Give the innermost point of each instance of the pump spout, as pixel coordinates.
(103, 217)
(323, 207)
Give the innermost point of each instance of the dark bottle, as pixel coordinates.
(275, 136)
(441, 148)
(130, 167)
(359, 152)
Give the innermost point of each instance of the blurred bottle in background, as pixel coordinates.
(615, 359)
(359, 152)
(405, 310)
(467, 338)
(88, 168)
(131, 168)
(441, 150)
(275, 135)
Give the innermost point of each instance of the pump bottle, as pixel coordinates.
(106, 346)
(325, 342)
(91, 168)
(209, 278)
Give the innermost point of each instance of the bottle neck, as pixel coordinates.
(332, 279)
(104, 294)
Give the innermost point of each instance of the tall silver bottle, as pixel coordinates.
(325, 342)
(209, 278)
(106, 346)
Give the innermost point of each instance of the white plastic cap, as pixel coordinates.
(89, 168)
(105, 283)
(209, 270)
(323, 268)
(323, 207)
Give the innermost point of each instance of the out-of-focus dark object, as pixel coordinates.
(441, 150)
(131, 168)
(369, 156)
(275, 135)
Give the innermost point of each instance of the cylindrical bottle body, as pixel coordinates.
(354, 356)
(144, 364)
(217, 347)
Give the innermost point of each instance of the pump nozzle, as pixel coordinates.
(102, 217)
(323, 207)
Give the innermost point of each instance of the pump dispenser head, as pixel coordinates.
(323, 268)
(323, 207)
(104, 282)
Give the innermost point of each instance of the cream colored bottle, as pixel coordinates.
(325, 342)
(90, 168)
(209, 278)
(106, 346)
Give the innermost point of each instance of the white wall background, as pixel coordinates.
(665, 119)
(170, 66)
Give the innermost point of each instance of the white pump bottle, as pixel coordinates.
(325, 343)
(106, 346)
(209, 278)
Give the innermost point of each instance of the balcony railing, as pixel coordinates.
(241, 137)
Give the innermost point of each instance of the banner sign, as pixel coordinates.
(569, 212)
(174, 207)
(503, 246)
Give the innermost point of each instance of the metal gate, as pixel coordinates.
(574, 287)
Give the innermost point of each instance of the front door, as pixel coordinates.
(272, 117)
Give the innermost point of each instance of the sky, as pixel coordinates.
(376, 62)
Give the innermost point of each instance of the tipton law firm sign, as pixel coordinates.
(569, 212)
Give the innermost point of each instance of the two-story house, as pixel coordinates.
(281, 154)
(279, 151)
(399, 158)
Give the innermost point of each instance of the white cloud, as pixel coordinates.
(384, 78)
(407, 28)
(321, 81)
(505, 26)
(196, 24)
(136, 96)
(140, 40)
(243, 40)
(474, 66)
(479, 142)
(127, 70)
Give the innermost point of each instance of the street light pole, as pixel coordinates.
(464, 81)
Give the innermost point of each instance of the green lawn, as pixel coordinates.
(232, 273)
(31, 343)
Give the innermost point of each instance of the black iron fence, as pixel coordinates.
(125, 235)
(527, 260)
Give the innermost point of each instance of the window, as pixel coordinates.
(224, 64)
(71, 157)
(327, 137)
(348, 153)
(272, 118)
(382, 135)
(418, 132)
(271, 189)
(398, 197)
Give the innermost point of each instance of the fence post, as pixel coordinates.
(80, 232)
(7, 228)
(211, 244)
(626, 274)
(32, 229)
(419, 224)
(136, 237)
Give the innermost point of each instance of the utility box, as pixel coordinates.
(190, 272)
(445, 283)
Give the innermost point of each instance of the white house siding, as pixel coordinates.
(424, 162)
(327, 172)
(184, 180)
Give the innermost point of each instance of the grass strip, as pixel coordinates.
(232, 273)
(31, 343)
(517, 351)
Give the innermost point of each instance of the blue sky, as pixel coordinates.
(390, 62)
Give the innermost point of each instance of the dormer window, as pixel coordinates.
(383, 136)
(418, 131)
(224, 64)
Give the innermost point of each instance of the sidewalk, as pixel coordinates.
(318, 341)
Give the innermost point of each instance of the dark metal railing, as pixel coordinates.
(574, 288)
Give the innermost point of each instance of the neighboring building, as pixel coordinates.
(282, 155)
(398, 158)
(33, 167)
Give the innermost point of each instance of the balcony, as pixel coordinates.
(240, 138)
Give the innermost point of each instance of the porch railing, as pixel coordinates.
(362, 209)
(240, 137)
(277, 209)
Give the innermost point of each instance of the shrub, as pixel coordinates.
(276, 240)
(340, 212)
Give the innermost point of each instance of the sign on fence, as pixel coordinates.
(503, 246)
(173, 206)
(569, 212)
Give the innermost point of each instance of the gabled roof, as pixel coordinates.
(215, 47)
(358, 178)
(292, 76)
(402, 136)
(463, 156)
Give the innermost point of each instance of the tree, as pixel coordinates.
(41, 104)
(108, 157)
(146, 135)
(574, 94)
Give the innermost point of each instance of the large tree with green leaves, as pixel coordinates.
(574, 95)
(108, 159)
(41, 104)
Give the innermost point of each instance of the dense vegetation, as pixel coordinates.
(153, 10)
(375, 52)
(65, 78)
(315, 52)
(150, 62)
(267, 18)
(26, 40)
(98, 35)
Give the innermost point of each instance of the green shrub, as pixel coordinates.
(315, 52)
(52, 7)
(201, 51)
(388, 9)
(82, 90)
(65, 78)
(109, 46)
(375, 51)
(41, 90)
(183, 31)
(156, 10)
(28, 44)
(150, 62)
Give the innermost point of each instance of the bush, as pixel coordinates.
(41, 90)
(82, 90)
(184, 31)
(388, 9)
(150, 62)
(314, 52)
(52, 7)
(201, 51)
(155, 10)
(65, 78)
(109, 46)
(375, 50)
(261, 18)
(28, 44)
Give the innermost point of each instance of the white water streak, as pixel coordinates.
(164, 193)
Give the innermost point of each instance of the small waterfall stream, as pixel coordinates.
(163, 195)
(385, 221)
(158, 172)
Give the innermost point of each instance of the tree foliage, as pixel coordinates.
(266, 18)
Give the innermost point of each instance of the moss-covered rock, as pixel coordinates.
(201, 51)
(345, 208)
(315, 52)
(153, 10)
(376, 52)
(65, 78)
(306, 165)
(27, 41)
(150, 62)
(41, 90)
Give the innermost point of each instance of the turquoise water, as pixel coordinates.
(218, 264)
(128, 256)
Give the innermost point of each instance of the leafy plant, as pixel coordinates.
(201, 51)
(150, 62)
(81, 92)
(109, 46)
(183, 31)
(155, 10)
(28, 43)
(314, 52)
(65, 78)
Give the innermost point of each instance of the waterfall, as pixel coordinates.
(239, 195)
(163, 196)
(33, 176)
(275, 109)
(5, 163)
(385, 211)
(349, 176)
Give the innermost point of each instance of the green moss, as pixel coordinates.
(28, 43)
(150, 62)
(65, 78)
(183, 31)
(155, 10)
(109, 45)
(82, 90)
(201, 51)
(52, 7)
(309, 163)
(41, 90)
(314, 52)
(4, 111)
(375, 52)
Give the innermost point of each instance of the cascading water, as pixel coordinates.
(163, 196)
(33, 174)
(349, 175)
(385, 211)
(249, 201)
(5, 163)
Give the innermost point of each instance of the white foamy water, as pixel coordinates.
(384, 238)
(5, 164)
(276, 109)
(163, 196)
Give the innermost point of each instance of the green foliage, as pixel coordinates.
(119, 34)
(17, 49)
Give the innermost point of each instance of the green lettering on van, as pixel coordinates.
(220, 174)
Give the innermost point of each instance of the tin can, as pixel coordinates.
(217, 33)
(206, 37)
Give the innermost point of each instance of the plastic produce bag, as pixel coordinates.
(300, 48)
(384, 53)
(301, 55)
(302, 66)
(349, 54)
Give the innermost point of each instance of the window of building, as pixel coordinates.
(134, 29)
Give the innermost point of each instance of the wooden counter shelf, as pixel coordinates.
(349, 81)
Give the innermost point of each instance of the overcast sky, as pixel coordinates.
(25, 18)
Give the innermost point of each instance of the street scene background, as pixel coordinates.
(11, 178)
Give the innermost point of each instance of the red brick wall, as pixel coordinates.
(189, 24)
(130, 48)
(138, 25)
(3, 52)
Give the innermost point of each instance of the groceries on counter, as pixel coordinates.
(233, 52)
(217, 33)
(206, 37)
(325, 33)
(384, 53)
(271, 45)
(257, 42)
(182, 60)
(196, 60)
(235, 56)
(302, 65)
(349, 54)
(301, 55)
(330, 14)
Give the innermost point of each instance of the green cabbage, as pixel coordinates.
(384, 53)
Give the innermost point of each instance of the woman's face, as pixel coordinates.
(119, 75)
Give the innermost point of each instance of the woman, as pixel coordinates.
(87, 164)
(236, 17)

What the task requires
Return an exact copy of only the lines from the one with "Give the innermost point of each instance of the tin" through the end of the listing above, both included.

Output for this task
Give the innermost point of each instance of the tin can, as pixel coordinates.
(217, 33)
(206, 37)
Give the innermost point of each instance of the plastic produce bag, as pixel coordinates.
(300, 48)
(384, 53)
(301, 55)
(302, 66)
(349, 54)
Give the innermost point of each instance of the window of building, as pixel coordinates.
(134, 29)
Give the innermost point of each instance of the wooden counter shelf, as pixel coordinates.
(349, 81)
Give the innermost point of each instance of the overcast sky, as pixel coordinates.
(25, 18)
Give the innermost point of each instance of the street scene background, as pixel coordinates.
(11, 178)
Give the innermost point of each instance of the red brick wall, as pixel coordinates.
(189, 24)
(130, 48)
(138, 25)
(3, 52)
Give the innermost point of each instance of the groceries on counter, as pixel coordinates.
(233, 52)
(217, 33)
(206, 37)
(325, 33)
(384, 53)
(271, 45)
(257, 42)
(182, 60)
(196, 60)
(235, 56)
(302, 65)
(349, 54)
(301, 55)
(330, 14)
Give the innermost point of each instance of the green cabbage, as pixel coordinates.
(384, 53)
Give the innermost point of each instance of the woman's face, as pixel coordinates.
(119, 75)
Give the innermost point of each instance of the woman, as pixel coordinates.
(87, 164)
(236, 17)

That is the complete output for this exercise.